§ Your goal
Locate the word "metal" in the entries below, then gather every line that holds it.

§ Input records
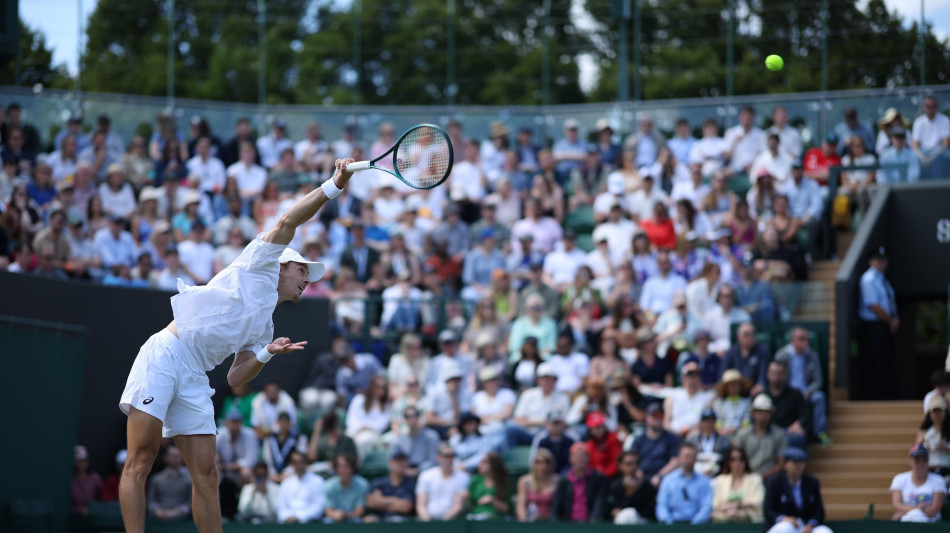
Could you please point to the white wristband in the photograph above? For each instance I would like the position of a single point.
(263, 355)
(330, 189)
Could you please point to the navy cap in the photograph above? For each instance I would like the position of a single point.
(795, 454)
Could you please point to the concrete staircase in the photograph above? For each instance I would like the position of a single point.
(871, 444)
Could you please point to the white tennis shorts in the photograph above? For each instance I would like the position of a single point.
(162, 385)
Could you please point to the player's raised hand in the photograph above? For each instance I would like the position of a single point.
(282, 345)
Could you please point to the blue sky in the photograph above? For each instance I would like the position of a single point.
(59, 21)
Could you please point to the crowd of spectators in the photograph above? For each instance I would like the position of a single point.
(576, 300)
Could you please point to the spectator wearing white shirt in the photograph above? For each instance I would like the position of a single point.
(467, 182)
(271, 146)
(930, 139)
(568, 151)
(534, 406)
(918, 495)
(658, 290)
(114, 245)
(313, 153)
(618, 231)
(560, 266)
(116, 194)
(642, 201)
(267, 406)
(744, 141)
(710, 151)
(693, 190)
(442, 491)
(369, 415)
(207, 167)
(773, 160)
(251, 177)
(682, 142)
(571, 367)
(196, 254)
(790, 141)
(301, 498)
(494, 404)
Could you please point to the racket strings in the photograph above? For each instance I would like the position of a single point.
(422, 157)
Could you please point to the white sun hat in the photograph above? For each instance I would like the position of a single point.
(315, 268)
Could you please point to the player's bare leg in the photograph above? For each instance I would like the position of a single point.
(145, 438)
(198, 452)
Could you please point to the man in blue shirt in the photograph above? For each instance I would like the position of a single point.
(685, 495)
(804, 374)
(879, 324)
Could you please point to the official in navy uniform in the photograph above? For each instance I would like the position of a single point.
(879, 323)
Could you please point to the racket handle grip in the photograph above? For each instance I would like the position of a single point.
(359, 165)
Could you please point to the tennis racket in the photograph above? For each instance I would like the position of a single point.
(422, 158)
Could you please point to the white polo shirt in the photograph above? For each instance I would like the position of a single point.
(232, 313)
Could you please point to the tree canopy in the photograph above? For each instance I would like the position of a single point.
(398, 52)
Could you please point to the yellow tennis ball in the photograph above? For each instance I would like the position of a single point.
(774, 62)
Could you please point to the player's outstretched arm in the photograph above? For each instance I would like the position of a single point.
(306, 207)
(246, 364)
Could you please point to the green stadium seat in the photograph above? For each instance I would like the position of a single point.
(584, 241)
(375, 464)
(581, 220)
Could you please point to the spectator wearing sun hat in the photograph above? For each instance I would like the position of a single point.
(732, 405)
(918, 495)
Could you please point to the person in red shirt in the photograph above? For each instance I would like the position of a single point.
(660, 229)
(817, 161)
(110, 487)
(603, 446)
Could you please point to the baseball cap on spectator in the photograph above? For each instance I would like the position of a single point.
(452, 372)
(937, 402)
(679, 298)
(191, 197)
(645, 334)
(595, 418)
(80, 453)
(795, 454)
(149, 193)
(397, 454)
(161, 226)
(615, 184)
(919, 450)
(545, 370)
(878, 252)
(762, 402)
(690, 368)
(488, 373)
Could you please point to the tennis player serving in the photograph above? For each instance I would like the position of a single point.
(168, 393)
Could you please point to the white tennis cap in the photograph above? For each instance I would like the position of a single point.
(316, 269)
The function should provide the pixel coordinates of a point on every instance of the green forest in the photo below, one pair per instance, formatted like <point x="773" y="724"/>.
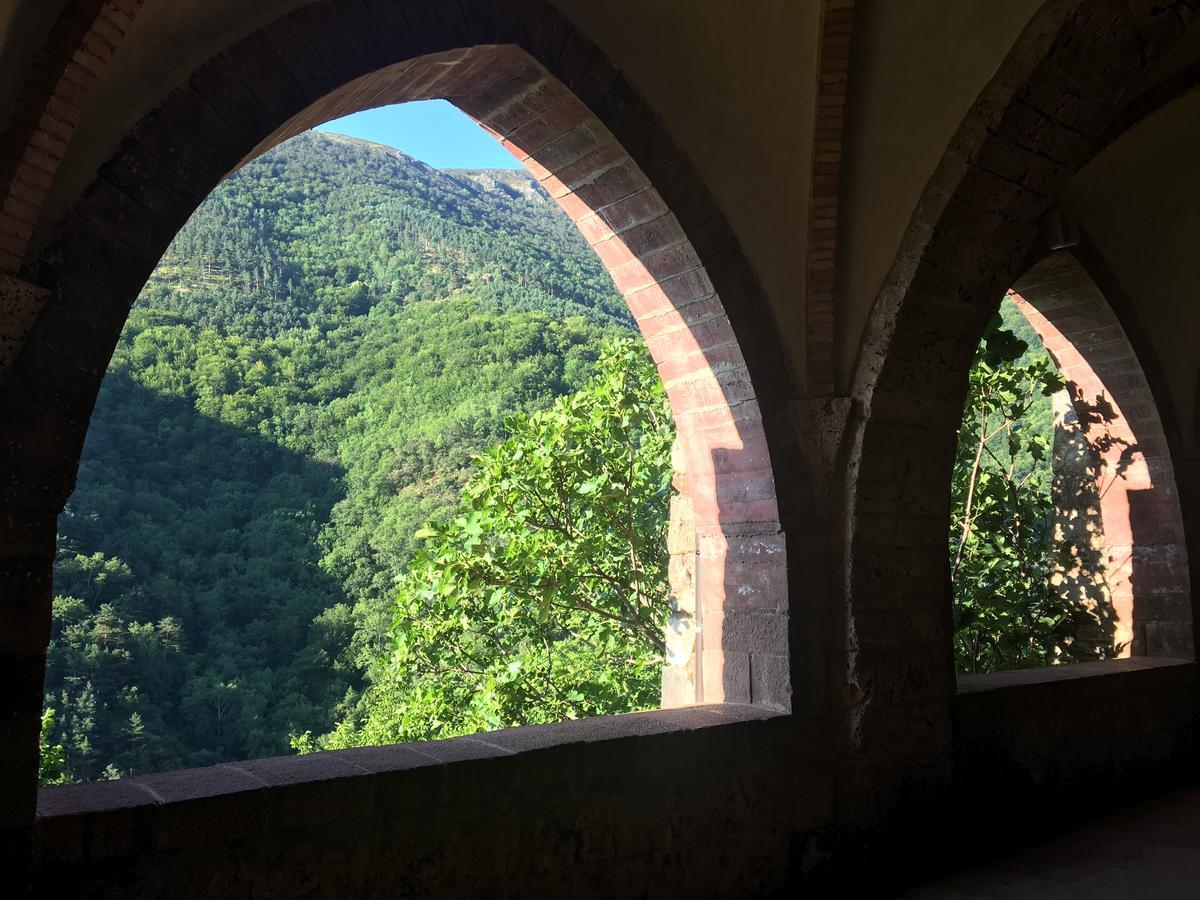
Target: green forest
<point x="297" y="400"/>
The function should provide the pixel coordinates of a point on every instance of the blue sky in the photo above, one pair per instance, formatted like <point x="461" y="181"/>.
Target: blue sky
<point x="431" y="130"/>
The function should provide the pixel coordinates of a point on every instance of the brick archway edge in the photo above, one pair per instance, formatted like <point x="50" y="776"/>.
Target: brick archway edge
<point x="580" y="127"/>
<point x="973" y="233"/>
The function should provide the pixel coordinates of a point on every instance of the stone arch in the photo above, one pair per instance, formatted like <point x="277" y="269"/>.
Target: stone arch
<point x="582" y="130"/>
<point x="972" y="234"/>
<point x="83" y="42"/>
<point x="1143" y="550"/>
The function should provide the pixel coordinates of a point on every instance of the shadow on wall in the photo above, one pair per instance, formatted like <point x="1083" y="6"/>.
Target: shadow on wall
<point x="199" y="613"/>
<point x="1081" y="574"/>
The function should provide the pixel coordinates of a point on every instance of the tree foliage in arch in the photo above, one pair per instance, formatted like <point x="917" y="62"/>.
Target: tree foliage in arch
<point x="1008" y="613"/>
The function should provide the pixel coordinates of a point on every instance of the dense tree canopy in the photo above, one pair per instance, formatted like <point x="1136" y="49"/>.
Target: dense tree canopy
<point x="544" y="597"/>
<point x="301" y="385"/>
<point x="1003" y="555"/>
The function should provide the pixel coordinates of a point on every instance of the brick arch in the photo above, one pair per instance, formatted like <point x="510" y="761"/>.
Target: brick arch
<point x="579" y="126"/>
<point x="82" y="43"/>
<point x="972" y="234"/>
<point x="1143" y="545"/>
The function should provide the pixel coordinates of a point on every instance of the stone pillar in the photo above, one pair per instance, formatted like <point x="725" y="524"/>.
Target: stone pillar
<point x="27" y="559"/>
<point x="679" y="687"/>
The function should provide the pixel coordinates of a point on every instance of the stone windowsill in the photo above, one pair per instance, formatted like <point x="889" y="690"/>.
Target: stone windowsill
<point x="100" y="819"/>
<point x="1059" y="675"/>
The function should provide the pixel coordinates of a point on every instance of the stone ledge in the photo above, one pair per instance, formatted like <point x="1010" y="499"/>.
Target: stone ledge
<point x="63" y="810"/>
<point x="1032" y="678"/>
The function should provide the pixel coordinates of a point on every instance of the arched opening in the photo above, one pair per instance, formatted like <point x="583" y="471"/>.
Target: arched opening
<point x="732" y="646"/>
<point x="1067" y="541"/>
<point x="1138" y="526"/>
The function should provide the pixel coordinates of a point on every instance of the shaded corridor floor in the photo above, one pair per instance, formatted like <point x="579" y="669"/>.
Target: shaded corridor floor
<point x="1149" y="851"/>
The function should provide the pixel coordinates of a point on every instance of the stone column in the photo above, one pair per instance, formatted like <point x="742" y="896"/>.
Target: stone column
<point x="27" y="559"/>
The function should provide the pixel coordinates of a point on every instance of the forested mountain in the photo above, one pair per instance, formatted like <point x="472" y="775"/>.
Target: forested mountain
<point x="300" y="388"/>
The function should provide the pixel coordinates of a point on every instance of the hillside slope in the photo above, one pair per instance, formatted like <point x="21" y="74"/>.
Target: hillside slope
<point x="300" y="387"/>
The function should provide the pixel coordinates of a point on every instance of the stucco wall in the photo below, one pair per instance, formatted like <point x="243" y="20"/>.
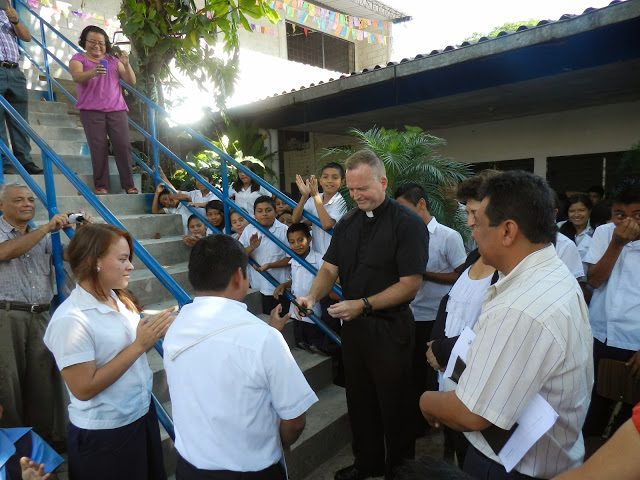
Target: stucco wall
<point x="607" y="128"/>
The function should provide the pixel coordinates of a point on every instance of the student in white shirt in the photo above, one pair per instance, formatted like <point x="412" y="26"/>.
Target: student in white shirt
<point x="307" y="334"/>
<point x="446" y="254"/>
<point x="577" y="228"/>
<point x="245" y="191"/>
<point x="267" y="254"/>
<point x="328" y="206"/>
<point x="238" y="397"/>
<point x="99" y="343"/>
<point x="163" y="202"/>
<point x="614" y="273"/>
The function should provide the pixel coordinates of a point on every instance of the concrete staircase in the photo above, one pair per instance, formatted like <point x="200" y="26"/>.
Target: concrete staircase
<point x="327" y="429"/>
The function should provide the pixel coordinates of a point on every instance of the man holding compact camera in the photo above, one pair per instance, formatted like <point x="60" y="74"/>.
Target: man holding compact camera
<point x="13" y="86"/>
<point x="32" y="391"/>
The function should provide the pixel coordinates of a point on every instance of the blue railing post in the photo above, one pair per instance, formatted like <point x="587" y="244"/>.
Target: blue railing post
<point x="153" y="127"/>
<point x="43" y="39"/>
<point x="225" y="193"/>
<point x="56" y="244"/>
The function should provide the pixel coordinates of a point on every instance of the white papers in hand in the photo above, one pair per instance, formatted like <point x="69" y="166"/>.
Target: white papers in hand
<point x="536" y="419"/>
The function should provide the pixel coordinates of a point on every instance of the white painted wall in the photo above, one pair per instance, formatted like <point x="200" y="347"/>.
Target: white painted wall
<point x="607" y="128"/>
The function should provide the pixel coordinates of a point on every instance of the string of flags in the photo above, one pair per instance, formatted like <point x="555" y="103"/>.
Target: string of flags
<point x="306" y="14"/>
<point x="338" y="24"/>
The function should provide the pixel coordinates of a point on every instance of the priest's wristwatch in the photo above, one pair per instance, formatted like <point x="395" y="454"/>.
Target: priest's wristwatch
<point x="367" y="309"/>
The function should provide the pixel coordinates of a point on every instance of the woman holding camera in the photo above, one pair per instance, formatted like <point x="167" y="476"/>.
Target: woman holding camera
<point x="100" y="344"/>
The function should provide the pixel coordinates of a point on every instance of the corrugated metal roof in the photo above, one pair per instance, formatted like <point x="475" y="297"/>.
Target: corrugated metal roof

§ Exercise response
The function should provide the pixel coordinates of a point on every instance of the corrugated metal roof in the photo above, one pair per instance, formatted like <point x="475" y="297"/>.
Target: corrugated metal roof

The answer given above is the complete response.